今回の【試乗評価】は「スズキ エスクード 2.4 XG(MT・3代目)」。
2005年にフルモデルチェンジした、小型クロスカントリーSUV(5ドア)です。
初代「スズキ・エスクード」が登場したのは1988年。当時、街乗りでもしっくりとハマるオシャレなコンパクトSUVが他に無かったため、バブル景気なんかもあって人気が高かったです。僕の友達にも乗っている人がいたし、街中でも結構走ってましたね。
そんなエスクードの人気を見た大手自動車会社経営陣は「その手があったか!」と次々にフォロワーを生み出します。日本車でいえば、「トヨタ・RAV4」とか「ホンダ・CR-V」など。ただし、フォロワーが普通の乗用車をベースにした「モノコックフレーム+独立懸架サス」なのに対して、エスクードは本格的なクロスカントリーSUVが採用する「ラダーフレーム+リア・リジッドサス」。ライバルには無い、強烈な個性と魅力がありました。
2代目は多少大型化されましたが、初代のコンセプトを受け継ぐキープコンセプトモデル。3代目ではさらに大型化され3ナンバーサイズになりました。といっても小型SUVならではの取り回しの良さは健在です。コンセプトは初代や2代目の良さをある程度継承しつつ、本格的ラダーフレームからモノコックフレームをベースに一部ラダーフレームを組み込んだ「ビルトインラダーフレーム」を採用。足回りは独立懸架サスになり、4WDシステムはパートタイム式からフルタイム式に。悪路走破性を維持しながら、オンロードでの乗りやすさにも配慮されいるわけです。

抽出情報:
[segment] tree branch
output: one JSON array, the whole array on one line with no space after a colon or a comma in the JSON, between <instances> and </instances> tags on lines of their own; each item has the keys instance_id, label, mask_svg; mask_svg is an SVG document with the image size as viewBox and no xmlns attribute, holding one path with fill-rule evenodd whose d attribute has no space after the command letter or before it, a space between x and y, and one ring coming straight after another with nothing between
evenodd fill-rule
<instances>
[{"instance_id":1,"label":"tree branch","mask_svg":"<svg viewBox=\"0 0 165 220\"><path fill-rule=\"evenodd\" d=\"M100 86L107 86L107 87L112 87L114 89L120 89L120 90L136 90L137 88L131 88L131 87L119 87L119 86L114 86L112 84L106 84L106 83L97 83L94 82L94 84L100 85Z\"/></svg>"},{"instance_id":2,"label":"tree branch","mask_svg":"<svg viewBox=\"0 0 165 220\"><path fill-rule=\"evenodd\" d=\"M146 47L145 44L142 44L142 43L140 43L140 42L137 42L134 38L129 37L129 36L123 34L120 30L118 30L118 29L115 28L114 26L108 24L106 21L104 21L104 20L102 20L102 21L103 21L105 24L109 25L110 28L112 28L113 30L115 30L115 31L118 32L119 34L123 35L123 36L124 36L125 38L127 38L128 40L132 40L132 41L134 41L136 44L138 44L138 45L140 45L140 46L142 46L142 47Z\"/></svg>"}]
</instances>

課題:
スズキ・エスクードを扱った原文を、一字一句変えずに全文打ち直してください。 上記の各行は、原文とは別個の資料です。

回答:
今回の【試乗評価】は「スズキ エスクード 2.4 XG(MT・3代目)」。
2005年にフルモデルチェンジした、小型クロスカントリーSUV(5ドア)です。
初代「スズキ・エスクード」が登場したのは1988年。当時、街乗りでもしっくりとハマるオシャレなコンパクトSUVが他に無かったため、バブル景気なんかもあって人気が高かったです。僕の友達にも乗っている人がいたし、街中でも結構走ってましたね。
そんなエスクードの人気を見た大手自動車会社経営陣は「その手があったか!」と次々にフォロワーを生み出します。日本車でいえば、「トヨタ・RAV4」とか「ホンダ・CR-V」など。ただし、フォロワーが普通の乗用車をベースにした「モノコックフレーム+独立懸架サス」なのに対して、エスクードは本格的なクロスカントリーSUVが採用する「ラダーフレーム+リア・リジッドサス」。ライバルには無い、強烈な個性と魅力がありました。
2代目は多少大型化されましたが、初代のコンセプトを受け継ぐキープコンセプトモデル。3代目ではさらに大型化され3ナンバーサイズになりました。といっても小型SUVならではの取り回しの良さは健在です。コンセプトは初代や2代目の良さをある程度継承しつつ、本格的ラダーフレームからモノコックフレームをベースに一部ラダーフレームを組み込んだ「ビルトインラダーフレーム」を採用。足回りは独立懸架サスになり、4WDシステムはパートタイム式からフルタイム式に。悪路走破性を維持しながら、オンロードでの乗りやすさにも配慮されいるわけです。